ЗАДАНИЯ ДЛЯ ВЫПОЛНЕНИЯ:
A – Перепишите без изменений фрагмент текста «Ирка Пьянзина», который открывается словами «Ирка Пьянзина» и завершается словами «интеллектуальный бекграунд  меня-десятиклассника.».
B – Когда происходят события, описанные в тексте «Ирка Пьянзина»?
C – Согласуются ли с текстом «Ирка Пьянзина» следующие утверждения? Для каждого ответьте «да» или «нет» и приведите решающие слова текста.
(i) В то время рассказчик учился в десятом классе.
(ii) В ожидании физкультуры класс зашел в спортзал.
(iii) «Интердевочка» тогда сильно шокировала рассказчика.

ИСХОДНЫЙ ТЕКСТ:
★ ★ ★ ★ ★ ★ ★
Ирка Пьянзина

Дело было еще в школе.

Шло начало 1989 года, и было слишком много надежд на предстоящую жизнь. Я заслушивался «Странными Играми», «Авиа», «Браво» с Агузаровой. Пел демонстративно установочные тексты «Наутилуса», вместе с тем, нарочито пренебрегая «Кино». Восхищался такими фильмами, как «Курьер» и «Асса». Что касается «Интердевочки», то ею я особо не был шокирован тогда. Чувствовалось, что это такая конъюнктура, навязываемая ситуацией и некими силами, о которых лучше не задумываться.

Вот. Такой был на тот момент интеллектуальный бекграунд  меня-десятиклассника.
Да, наверное, многие алмаатинцы были тогда такими. Только не все такими остались.
Как-то раз у нашего класса случилось окно. И кто-то из учителей, нас – целый 10 «А» класс, выгнал из коридоров к кабинету директора, чтобы не слонялись по коридорам и не шумели. Мы все, в ожидании следующей за этим окном физкультуры потекли всей гурьбой послушно к кабинету директора, от которого до спортзала было рукой подать. В спортзал мы не зашли, потому что физруки всегда закрывали дверь ведущую в зал после того, как в нее входил очередной класс.
★ ★ ★ ★ ★ ★ ★
ЗАПИСАННЫЕ СВЕДЕНИЯ:
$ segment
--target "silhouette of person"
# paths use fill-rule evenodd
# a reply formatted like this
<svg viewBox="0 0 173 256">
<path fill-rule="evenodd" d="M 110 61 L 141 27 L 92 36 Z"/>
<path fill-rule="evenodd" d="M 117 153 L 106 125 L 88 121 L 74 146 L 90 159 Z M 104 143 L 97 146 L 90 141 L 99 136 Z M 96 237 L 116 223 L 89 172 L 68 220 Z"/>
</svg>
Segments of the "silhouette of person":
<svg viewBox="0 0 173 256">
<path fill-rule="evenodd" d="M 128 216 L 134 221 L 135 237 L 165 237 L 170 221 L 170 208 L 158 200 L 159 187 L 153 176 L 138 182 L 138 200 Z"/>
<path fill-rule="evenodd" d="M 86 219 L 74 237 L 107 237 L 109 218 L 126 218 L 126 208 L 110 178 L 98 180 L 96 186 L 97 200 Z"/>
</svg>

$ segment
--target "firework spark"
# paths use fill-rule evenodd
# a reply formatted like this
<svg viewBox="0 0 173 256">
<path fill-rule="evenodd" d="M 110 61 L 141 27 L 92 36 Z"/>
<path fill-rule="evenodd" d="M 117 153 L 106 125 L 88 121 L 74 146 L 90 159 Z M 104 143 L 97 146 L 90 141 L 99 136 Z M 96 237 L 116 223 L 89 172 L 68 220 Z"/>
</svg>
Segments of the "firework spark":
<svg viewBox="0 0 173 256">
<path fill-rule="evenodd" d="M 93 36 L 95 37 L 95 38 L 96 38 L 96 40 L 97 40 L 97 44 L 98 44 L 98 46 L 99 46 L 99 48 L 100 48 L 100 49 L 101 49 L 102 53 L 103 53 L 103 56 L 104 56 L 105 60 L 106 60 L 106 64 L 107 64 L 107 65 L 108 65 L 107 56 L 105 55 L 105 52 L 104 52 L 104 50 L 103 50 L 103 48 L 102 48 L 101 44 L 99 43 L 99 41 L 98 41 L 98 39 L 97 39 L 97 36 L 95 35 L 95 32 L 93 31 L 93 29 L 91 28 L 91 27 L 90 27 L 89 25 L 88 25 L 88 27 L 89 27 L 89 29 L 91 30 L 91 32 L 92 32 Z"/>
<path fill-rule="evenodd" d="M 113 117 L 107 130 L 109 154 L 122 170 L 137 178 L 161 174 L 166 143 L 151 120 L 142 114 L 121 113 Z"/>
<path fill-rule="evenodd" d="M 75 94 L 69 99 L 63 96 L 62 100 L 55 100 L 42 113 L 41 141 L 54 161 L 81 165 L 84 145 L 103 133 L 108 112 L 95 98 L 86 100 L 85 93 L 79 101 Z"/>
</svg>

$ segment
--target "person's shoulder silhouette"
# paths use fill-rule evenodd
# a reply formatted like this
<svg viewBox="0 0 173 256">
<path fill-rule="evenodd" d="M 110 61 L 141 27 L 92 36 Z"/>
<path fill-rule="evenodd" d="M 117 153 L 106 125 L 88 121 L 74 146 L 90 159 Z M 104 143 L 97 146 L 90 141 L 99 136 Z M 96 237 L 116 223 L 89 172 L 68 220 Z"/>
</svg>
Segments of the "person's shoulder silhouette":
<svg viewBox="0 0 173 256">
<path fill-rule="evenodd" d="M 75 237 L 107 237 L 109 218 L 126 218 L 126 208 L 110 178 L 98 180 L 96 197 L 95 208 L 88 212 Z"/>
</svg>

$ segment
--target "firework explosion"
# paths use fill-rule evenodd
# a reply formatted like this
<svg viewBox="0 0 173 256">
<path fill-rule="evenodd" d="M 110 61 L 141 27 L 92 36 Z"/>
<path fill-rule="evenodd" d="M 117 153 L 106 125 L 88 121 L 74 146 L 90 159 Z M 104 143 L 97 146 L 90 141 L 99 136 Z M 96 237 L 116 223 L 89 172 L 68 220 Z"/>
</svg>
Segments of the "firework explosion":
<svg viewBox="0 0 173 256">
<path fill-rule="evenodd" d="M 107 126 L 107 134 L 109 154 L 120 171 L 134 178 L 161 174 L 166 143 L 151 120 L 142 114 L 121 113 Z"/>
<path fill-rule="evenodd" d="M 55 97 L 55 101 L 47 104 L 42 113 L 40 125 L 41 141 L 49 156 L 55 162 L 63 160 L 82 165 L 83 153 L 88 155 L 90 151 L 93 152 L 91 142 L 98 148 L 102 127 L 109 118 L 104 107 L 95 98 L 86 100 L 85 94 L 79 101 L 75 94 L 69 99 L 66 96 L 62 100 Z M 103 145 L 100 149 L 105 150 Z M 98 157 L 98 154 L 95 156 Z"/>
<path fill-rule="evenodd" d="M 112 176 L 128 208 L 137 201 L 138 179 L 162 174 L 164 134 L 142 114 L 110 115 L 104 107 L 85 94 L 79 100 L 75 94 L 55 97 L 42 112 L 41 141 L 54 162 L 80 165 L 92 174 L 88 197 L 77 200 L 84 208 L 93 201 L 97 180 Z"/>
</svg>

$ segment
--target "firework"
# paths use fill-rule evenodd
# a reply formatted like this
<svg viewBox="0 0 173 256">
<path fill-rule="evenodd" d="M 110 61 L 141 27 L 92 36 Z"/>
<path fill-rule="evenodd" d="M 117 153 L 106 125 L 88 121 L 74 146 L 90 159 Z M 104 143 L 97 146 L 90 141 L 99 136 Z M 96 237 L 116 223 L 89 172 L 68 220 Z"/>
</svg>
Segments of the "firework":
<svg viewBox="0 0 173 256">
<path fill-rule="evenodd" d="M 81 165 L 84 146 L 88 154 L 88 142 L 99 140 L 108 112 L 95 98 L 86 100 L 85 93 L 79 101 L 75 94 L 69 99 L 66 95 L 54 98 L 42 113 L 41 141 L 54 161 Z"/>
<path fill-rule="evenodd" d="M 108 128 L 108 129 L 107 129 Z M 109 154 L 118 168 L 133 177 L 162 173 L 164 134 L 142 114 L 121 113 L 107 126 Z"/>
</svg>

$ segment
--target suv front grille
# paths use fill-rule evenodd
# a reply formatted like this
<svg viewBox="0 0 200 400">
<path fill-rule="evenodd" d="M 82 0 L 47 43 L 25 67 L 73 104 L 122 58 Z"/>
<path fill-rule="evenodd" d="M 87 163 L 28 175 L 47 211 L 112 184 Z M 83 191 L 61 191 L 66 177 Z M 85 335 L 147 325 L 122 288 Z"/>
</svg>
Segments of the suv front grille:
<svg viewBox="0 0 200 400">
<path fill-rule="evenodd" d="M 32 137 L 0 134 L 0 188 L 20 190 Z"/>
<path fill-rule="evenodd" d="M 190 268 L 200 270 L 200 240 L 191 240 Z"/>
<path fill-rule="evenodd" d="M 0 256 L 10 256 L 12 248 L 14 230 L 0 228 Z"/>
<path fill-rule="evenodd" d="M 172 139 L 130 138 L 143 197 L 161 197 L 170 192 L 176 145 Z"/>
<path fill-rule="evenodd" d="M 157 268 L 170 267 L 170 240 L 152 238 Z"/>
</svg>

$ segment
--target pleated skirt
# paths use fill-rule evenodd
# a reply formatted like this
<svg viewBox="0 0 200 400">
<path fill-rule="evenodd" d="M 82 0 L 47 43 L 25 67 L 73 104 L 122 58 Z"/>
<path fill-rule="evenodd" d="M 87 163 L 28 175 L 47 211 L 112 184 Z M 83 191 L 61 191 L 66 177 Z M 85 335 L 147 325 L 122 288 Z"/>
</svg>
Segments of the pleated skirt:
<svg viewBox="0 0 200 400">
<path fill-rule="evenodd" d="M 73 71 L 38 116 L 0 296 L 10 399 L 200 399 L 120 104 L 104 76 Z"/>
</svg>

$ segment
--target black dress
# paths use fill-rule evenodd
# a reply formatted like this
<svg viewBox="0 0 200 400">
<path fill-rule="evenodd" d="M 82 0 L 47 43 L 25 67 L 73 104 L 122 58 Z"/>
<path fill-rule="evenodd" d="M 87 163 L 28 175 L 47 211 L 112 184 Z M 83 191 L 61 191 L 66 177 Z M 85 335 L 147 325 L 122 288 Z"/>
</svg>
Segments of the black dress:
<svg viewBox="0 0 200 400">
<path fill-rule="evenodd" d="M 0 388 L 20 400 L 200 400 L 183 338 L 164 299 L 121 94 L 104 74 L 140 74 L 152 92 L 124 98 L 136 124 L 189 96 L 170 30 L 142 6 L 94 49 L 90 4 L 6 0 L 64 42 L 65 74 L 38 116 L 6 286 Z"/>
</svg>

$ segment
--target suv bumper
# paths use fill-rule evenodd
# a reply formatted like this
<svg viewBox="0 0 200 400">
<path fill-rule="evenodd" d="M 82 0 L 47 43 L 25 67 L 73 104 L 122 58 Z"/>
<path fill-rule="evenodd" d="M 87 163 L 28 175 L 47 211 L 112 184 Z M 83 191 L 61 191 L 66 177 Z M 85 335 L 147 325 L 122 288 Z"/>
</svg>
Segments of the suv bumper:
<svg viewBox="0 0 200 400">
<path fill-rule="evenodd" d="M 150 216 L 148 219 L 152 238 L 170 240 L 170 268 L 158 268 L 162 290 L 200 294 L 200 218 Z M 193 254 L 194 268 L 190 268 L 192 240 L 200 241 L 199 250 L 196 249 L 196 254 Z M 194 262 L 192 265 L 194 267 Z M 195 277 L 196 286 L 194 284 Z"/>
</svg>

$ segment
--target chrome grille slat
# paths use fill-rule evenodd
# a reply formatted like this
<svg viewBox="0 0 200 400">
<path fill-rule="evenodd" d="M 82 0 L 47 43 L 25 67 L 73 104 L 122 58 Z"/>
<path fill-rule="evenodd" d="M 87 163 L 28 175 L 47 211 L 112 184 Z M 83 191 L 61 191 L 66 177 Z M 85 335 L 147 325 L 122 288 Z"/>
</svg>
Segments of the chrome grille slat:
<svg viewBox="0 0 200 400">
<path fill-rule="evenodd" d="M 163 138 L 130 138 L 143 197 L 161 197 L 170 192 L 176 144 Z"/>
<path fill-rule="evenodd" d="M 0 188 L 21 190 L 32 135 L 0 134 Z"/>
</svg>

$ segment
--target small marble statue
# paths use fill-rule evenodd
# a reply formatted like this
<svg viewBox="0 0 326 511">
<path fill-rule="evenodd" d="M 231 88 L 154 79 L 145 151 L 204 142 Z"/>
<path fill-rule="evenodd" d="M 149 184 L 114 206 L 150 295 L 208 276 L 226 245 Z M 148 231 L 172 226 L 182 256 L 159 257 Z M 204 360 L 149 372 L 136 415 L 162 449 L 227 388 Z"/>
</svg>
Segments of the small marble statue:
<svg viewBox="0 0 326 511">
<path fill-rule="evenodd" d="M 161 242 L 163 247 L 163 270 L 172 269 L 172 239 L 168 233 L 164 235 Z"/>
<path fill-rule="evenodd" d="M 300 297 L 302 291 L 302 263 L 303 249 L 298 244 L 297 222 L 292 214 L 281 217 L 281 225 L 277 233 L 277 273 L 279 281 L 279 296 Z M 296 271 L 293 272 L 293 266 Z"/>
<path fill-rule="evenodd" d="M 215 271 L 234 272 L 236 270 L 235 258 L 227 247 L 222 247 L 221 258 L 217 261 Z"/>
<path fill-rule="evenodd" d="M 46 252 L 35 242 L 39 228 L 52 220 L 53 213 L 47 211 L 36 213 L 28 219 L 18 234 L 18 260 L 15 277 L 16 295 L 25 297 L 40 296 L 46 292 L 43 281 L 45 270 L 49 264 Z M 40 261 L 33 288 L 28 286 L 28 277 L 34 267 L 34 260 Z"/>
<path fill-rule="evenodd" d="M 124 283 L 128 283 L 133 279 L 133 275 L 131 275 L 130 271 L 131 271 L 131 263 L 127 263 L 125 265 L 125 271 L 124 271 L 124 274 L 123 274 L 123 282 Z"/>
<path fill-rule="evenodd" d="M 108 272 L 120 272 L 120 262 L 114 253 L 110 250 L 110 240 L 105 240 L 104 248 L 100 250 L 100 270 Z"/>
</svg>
★ ★ ★ ★ ★ ★ ★
ОТВЕТЫ:
A –
Ирка Пьянзина

Дело было еще в школе.

Шло начало 1989 года, и было слишком много надежд на предстоящую жизнь. Я заслушивался «Странными Играми», «Авиа», «Браво» с Агузаровой. Пел демонстративно установочные тексты «Наутилуса», вместе с тем, нарочито пренебрегая «Кино». Восхищался такими фильмами, как «Курьер» и «Асса». Что касается «Интердевочки», то ею я особо не был шокирован тогда. Чувствовалось, что это такая конъюнктура, навязываемая ситуацией и некими силами, о которых лучше не задумываться.

Вот. Такой был на тот момент интеллектуальный бекграунд  меня-десятиклассника.

B – В начале 1989 года.

C –
(i) Да: «меня-десятиклассника».
(ii) Нет: «В спортзал мы не зашли».
(iii) Нет: «ею я особо не был шокирован тогда».